* Exercise requirements: Please reproduce the rows below word for word, leaving out the pictures.

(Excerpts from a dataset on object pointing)
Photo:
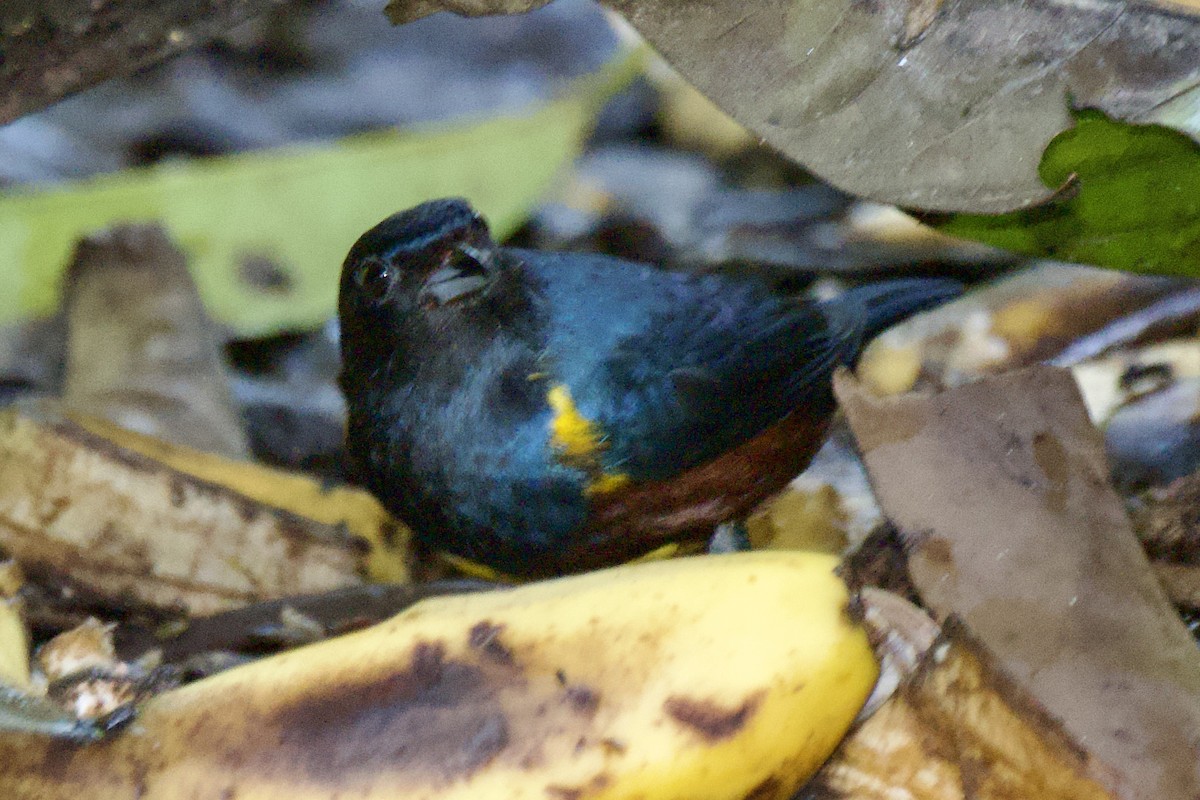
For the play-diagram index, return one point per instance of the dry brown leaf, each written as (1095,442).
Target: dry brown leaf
(1001,487)
(930,104)
(960,729)
(55,47)
(1013,322)
(406,11)
(141,349)
(342,507)
(120,522)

* Solution for this problem:
Photo:
For the play-diagram index, return one point per instance of the dry brown leaf, each written as (1095,442).
Target: dry brown leaf
(1001,487)
(930,104)
(960,729)
(55,47)
(1013,322)
(406,11)
(141,349)
(342,507)
(120,522)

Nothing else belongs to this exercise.